• How to complete this task:
The data must be returned in full, with no character altered.

• Records for the exercise:
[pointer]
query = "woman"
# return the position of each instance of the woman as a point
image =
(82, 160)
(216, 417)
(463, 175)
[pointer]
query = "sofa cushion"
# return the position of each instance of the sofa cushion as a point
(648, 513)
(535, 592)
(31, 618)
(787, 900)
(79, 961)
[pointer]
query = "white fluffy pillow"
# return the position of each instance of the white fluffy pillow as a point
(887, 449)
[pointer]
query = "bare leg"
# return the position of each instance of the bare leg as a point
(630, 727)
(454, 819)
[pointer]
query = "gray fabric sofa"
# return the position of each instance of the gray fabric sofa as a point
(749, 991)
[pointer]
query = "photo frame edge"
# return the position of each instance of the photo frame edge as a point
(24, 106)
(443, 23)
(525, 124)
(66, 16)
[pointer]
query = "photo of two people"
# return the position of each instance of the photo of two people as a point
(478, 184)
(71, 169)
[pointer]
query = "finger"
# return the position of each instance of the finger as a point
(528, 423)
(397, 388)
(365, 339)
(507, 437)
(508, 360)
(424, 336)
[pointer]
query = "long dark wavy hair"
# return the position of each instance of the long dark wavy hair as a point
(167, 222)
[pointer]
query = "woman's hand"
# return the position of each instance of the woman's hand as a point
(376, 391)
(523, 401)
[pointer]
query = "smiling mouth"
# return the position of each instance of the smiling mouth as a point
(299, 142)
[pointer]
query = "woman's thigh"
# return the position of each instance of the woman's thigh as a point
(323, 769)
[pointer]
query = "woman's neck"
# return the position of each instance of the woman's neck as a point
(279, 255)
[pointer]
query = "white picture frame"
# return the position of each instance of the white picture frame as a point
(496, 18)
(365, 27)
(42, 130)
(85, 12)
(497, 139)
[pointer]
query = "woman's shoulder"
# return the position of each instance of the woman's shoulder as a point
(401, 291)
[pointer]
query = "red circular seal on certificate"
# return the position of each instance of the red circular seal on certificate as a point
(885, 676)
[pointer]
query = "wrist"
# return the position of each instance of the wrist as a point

• Your response:
[pointer]
query = "woman"
# return the position of each instance of the woman as a point
image =
(82, 160)
(216, 417)
(463, 175)
[pointer]
query = "sofa cushion"
# return the position of each instance of the sofa cushion as a point
(648, 513)
(535, 592)
(31, 618)
(787, 900)
(79, 961)
[pointer]
query = "white fluffy pillow"
# return the position of each instance of the white fluffy pillow as a point
(887, 449)
[pointer]
query = "bare leg"
# return the position of each instance of the bare leg as a point
(630, 727)
(454, 819)
[pointer]
query = "gray fabric sofa"
# return the position of each instance of the gray fabric sofa as a point
(749, 991)
[pointer]
query = "photo frame edge"
# return the position of each instance of the photo frame edge as a point
(24, 106)
(443, 23)
(525, 124)
(66, 16)
[pointer]
query = "photo of two people"
# return the position of each instance of the photo of two people as a point
(478, 184)
(71, 169)
[pointer]
query = "finger"
# return the position of each instance of the finger as a point
(528, 423)
(397, 388)
(365, 339)
(507, 437)
(508, 360)
(424, 336)
[pointer]
query = "long dark wavy hair"
# return the position of each instance of the long dark wavy hair as a point
(167, 222)
[pointer]
query = "woman's hand"
# return the position of each instance of the woman's hand as a point
(376, 391)
(523, 401)
[pointer]
query = "smiling mouth"
# return the position of each instance of the smiling mouth as a point
(299, 142)
[pointer]
query = "woman's thigh"
# return the position of each instance of the woman's thigh as a point
(323, 769)
[pointer]
query = "woman's neck"
# return the position of each instance of the woman's neck as a point
(279, 255)
[pointer]
query = "white picture frame"
# return the position of each instance of the white picture frame as a point
(496, 18)
(365, 27)
(42, 130)
(85, 12)
(497, 139)
[pointer]
query = "woman's shoulder"
# return the position of each instance of the woman's shoulder as a point
(401, 291)
[pointer]
query = "red circular seal on certificate"
# return the position of each instance of the red circular seal on certificate as a point
(885, 676)
[pointer]
query = "wrist"
# return the position of each instance of the wrist as a point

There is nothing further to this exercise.